'''

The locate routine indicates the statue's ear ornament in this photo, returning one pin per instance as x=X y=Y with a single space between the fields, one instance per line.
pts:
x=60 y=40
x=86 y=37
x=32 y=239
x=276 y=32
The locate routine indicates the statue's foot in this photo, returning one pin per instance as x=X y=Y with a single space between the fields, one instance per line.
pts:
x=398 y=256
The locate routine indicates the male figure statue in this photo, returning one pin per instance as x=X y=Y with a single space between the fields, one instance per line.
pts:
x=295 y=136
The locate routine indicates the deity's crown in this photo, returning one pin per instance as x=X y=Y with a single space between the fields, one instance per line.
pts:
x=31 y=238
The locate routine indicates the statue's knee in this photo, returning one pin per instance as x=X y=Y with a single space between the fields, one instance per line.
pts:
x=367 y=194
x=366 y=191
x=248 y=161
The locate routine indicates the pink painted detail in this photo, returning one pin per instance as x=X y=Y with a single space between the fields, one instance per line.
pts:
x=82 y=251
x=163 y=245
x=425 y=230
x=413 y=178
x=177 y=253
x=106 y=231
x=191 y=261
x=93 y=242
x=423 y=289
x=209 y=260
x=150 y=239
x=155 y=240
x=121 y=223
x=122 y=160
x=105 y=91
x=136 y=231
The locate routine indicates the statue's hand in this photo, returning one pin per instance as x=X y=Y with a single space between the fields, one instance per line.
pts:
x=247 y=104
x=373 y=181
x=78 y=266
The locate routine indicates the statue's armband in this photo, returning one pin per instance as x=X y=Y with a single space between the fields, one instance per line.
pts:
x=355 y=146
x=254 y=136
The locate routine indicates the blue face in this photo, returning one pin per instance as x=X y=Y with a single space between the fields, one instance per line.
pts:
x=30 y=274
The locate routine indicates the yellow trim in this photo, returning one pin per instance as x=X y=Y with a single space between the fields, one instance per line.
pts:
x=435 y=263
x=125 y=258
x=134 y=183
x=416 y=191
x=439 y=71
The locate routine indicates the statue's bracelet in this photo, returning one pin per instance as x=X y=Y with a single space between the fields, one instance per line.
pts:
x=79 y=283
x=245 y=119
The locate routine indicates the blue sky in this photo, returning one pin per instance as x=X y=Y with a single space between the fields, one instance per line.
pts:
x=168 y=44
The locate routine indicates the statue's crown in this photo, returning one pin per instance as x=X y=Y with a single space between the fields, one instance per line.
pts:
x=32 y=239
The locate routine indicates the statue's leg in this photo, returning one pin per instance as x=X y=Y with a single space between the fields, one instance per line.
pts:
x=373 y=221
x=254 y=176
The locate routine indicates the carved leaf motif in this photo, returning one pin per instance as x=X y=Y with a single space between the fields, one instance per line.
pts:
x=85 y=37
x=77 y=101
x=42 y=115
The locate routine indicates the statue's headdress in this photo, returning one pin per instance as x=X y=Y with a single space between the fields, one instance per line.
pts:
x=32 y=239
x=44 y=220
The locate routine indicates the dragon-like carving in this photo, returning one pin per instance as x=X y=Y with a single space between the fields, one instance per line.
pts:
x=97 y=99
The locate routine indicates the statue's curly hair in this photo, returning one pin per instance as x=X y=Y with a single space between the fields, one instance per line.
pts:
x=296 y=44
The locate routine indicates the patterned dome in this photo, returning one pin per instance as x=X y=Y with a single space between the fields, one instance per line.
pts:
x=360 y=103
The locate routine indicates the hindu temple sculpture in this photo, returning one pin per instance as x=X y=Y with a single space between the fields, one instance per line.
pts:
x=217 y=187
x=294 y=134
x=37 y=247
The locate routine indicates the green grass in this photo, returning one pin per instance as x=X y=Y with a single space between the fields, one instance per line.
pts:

'''
'''

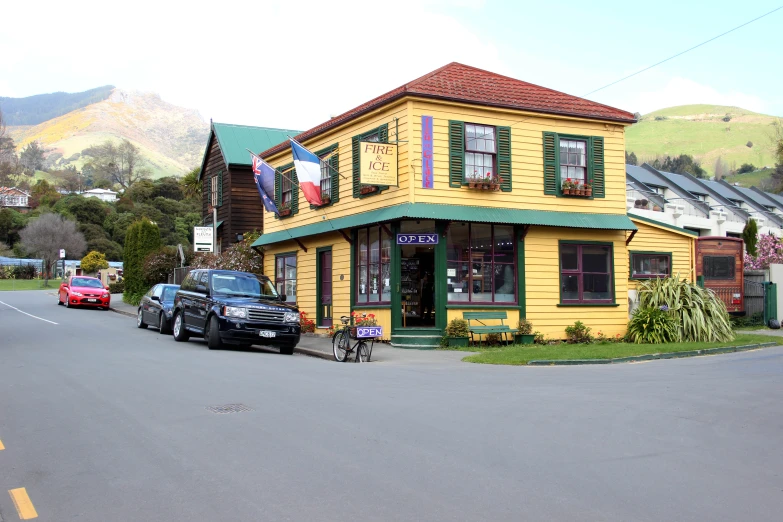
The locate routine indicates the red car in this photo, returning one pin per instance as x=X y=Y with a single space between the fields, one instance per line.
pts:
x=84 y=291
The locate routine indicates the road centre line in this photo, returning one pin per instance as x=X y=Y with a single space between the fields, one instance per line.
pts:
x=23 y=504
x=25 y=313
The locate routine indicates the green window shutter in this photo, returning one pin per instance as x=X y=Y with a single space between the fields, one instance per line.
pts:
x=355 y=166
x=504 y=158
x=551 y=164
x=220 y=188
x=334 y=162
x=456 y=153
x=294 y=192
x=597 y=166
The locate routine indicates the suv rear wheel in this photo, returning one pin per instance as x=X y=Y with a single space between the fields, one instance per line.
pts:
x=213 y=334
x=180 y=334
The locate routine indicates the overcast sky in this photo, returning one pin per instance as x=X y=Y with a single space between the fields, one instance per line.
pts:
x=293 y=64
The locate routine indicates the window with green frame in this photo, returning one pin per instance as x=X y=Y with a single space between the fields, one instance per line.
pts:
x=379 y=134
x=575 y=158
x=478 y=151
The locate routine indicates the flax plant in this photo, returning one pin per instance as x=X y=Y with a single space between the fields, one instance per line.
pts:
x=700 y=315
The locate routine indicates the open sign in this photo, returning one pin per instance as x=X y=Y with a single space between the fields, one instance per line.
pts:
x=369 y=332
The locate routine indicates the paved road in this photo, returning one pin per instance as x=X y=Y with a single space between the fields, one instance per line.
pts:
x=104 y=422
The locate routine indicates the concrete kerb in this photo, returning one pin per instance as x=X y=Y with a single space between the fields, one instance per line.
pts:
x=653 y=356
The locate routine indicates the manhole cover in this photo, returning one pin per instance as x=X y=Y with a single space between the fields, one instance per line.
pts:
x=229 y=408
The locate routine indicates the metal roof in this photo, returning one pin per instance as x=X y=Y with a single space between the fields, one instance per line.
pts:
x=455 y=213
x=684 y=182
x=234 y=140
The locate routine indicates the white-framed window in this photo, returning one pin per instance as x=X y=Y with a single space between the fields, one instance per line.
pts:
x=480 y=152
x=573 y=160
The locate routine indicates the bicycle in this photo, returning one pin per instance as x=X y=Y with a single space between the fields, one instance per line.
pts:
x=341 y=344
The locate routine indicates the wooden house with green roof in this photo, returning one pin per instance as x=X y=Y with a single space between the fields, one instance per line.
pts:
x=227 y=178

'''

Select and copy every line of the material that contains the word "road", treating uppercase and lowercase letters as different.

▶ FULL SOLUTION
The locate routine indicates the road centre line in this photo, returning one pin per instance as x=X y=Y with a single space between the fields, one instance per line.
The locate routine indicates the paved road in this photo, returning one pin per instance as x=X y=Y with a single space between the fields, one instance per line.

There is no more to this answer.